課題の詳細: 提供本文のうち、「東アジアカップ最下位という失」で始まり「で日本代表でゴールを決めた。」で終わる部分を一字一句そのまま打ち直してください。
━━ 提供本文 ━━
武藤という新発見 ハリルジャパン東アジア杯失望の中の光明に

代表デビュー2試合で2得点

 東アジアカップ最下位という失望に終わったハリルジャパンで、最大の光明と言える存在がMF武藤雄樹(浦和)だった。初戦の北朝鮮戦で初出場、初スタメン、初シュート、初ゴールのインパクト抜群のデビューを飾ると、最終戦の中国戦でも先制ゴール。自身は出場2試合で2ゴールと、結果を残した。
「自分のプレーを見せられて、手応えをつかめた。レッズで決めたようなゴールを代表でも決められた。今までやってきたことは間違いない。(代表で)通用したことが自信になった」
 自身の代名詞になりつつある、ワンタッチでのゴールで2点を決めた。オフ・ザ・ボールの動きに優れてマークを外す巧みさは浦和のミハイロ・ペトロヴィッチ監督も高く評価。A代表経験者が並び立つ浦和のアタッカー陣の中でも群を抜いた。浦和でポジションを掴み、そのプレーで日本代表でゴールを決めた。
 一方で、謙虚な男は反省も忘れない。
━━━
━━ データ項目一覧 ━━
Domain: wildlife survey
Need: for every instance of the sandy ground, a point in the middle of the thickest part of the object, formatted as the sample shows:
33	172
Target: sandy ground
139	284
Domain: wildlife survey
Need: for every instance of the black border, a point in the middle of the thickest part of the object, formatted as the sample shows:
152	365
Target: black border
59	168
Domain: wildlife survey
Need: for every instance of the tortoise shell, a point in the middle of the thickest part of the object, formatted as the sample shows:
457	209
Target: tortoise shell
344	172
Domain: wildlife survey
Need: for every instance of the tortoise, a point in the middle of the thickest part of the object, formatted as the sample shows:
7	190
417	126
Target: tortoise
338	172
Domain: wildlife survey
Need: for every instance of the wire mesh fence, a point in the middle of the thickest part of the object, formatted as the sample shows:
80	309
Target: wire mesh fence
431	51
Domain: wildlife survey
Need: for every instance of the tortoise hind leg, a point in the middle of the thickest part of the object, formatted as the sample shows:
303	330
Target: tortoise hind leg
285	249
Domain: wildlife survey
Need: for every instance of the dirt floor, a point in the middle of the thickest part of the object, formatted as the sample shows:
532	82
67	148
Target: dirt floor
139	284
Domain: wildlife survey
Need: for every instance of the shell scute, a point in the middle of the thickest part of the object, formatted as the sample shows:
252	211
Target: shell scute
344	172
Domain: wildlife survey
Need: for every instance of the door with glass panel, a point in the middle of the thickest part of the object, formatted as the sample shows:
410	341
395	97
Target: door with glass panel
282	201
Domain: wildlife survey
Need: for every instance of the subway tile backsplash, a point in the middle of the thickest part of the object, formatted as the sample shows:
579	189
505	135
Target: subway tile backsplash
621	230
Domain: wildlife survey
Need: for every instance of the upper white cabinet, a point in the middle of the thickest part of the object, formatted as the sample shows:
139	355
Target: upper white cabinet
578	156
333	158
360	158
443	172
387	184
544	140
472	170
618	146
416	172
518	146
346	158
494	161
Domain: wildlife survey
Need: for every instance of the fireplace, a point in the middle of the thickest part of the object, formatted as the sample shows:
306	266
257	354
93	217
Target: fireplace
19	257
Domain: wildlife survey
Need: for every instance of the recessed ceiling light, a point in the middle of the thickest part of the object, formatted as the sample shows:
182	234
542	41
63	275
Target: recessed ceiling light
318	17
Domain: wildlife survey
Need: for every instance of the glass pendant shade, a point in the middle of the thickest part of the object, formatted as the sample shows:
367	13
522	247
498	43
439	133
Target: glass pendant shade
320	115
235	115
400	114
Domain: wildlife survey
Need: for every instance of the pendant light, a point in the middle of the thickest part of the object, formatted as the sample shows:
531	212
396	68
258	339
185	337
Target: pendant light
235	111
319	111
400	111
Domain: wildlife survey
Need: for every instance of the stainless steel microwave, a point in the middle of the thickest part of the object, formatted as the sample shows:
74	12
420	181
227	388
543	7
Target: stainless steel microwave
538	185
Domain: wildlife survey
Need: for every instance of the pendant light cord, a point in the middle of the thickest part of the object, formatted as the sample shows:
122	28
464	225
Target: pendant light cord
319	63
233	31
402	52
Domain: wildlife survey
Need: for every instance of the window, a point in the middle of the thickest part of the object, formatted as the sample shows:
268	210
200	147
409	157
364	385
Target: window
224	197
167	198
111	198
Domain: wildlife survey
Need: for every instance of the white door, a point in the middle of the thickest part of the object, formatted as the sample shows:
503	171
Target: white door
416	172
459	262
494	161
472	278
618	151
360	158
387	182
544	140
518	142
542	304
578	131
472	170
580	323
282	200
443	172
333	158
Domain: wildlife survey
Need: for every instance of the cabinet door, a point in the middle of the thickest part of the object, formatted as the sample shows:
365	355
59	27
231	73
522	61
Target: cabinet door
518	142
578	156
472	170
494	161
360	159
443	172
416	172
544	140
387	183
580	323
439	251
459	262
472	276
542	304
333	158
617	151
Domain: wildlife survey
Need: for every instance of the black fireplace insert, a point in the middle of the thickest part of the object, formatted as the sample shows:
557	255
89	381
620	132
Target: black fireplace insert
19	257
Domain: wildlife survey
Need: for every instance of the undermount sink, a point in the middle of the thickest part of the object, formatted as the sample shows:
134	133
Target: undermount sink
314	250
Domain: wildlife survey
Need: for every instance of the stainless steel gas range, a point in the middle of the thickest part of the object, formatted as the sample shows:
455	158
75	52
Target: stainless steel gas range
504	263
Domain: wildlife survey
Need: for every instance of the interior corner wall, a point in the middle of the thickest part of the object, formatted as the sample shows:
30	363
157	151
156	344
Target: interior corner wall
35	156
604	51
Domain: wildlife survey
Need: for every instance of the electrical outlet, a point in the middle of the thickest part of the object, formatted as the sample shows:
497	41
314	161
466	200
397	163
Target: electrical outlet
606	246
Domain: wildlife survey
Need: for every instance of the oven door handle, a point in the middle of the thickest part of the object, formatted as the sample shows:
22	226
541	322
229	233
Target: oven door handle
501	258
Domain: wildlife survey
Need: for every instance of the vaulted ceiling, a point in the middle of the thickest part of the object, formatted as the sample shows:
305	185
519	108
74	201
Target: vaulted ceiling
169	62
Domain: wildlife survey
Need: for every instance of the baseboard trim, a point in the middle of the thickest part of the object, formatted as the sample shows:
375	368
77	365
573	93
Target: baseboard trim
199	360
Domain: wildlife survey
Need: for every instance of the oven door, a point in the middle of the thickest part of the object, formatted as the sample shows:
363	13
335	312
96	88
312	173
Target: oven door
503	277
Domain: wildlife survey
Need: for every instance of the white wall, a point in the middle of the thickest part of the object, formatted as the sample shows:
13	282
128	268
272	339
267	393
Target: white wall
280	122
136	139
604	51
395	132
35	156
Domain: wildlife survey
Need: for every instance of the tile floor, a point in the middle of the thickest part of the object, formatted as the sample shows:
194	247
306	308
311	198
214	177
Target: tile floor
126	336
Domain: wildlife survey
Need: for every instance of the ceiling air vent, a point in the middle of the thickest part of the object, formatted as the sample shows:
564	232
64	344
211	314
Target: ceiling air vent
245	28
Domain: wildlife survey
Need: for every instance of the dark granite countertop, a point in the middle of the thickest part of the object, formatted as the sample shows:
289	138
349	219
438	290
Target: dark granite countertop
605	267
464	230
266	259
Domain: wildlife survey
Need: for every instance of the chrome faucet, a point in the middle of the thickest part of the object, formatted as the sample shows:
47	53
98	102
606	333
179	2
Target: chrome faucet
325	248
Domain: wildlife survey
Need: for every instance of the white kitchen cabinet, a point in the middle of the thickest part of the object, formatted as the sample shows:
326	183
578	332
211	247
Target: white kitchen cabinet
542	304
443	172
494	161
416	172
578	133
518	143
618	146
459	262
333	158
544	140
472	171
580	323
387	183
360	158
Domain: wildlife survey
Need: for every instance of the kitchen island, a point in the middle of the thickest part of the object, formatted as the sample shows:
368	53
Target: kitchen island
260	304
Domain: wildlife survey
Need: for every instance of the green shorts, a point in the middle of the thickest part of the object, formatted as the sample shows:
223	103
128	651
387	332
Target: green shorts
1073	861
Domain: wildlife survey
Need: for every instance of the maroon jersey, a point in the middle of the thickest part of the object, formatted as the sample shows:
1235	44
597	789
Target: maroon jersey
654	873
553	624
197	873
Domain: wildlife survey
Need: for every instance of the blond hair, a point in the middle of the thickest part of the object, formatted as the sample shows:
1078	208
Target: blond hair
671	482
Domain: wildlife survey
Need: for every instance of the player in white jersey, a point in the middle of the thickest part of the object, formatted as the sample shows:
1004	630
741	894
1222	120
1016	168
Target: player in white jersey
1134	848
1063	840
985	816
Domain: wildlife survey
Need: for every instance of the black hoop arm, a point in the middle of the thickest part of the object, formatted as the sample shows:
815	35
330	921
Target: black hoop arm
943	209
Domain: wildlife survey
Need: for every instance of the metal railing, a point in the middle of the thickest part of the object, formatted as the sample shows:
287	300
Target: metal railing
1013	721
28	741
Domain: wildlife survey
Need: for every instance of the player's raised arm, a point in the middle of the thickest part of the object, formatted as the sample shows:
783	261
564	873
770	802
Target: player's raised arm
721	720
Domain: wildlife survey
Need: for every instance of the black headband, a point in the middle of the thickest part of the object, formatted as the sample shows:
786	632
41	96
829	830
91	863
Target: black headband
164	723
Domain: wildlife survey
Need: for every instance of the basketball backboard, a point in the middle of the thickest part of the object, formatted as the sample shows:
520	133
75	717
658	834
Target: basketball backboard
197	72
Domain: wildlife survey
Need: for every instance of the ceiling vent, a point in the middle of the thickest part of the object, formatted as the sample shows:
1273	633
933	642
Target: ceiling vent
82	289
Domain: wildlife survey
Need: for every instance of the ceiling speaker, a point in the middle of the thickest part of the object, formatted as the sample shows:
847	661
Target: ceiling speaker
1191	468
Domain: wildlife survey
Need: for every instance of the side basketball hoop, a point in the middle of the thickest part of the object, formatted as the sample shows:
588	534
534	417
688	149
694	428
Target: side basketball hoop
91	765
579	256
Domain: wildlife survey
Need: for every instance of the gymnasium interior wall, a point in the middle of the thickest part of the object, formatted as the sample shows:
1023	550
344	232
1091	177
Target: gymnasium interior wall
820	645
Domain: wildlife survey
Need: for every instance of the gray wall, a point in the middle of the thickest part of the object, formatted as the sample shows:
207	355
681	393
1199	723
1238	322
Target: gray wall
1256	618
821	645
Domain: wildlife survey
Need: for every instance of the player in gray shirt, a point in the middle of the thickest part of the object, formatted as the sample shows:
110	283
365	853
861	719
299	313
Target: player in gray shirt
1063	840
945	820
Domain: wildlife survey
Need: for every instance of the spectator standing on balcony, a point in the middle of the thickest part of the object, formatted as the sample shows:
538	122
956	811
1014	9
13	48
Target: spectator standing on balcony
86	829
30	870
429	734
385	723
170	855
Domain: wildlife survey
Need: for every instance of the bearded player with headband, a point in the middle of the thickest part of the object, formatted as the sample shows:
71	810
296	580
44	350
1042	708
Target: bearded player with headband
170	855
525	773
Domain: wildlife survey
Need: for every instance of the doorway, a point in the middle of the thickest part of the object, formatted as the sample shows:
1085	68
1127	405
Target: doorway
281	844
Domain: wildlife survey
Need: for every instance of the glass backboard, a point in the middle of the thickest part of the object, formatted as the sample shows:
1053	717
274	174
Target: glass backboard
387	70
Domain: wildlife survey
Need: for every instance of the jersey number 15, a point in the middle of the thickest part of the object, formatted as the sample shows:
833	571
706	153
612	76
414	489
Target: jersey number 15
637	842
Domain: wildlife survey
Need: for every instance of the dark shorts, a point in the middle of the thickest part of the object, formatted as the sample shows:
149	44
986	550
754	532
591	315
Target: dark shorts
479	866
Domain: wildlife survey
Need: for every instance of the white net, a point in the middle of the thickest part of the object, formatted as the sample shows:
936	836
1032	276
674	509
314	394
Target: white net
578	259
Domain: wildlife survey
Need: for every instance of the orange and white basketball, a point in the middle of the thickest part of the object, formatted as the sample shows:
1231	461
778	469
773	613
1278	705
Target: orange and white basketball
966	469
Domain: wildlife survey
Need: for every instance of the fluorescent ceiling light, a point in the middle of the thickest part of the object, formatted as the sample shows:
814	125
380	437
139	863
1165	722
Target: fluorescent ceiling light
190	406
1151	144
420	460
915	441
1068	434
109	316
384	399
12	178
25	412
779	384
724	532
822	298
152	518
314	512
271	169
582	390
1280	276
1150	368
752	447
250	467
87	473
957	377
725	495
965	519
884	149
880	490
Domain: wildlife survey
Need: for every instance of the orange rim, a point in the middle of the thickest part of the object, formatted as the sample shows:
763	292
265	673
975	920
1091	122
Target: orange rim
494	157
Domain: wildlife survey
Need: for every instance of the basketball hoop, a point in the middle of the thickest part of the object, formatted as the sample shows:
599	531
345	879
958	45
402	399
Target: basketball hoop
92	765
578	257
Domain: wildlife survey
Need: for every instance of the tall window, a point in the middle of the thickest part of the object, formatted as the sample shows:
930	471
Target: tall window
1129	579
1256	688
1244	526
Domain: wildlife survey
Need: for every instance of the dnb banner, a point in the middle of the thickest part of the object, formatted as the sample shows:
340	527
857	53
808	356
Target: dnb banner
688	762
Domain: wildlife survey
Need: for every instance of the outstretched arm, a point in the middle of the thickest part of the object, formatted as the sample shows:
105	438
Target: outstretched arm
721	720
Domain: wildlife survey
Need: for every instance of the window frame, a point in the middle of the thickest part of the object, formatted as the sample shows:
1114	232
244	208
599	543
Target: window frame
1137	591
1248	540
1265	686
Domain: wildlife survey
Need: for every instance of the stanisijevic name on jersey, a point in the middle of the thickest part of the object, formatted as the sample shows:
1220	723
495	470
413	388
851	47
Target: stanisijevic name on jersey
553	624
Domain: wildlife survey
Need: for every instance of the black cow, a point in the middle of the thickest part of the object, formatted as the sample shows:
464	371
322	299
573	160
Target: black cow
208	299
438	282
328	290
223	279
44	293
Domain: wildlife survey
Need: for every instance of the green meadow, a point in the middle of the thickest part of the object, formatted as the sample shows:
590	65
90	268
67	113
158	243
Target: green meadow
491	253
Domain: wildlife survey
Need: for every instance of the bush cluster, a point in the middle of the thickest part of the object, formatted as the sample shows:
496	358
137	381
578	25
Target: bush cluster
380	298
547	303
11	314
━━━
課題への回答:
東アジアカップ最下位という失望に終わったハリルジャパンで、最大の光明と言える存在がMF武藤雄樹(浦和)だった。初戦の北朝鮮戦で初出場、初スタメン、初シュート、初ゴールのインパクト抜群のデビューを飾ると、最終戦の中国戦でも先制ゴール。自身は出場2試合で2ゴールと、結果を残した。
「自分のプレーを見せられて、手応えをつかめた。レッズで決めたようなゴールを代表でも決められた。今までやってきたことは間違いない。(代表で)通用したことが自信になった」
 自身の代名詞になりつつある、ワンタッチでのゴールで2点を決めた。オフ・ザ・ボールの動きに優れてマークを外す巧みさは浦和のミハイロ・ペトロヴィッチ監督も高く評価。A代表経験者が並び立つ浦和のアタッカー陣の中でも群を抜いた。浦和でポジションを掴み、そのプレーで日本代表でゴールを決めた。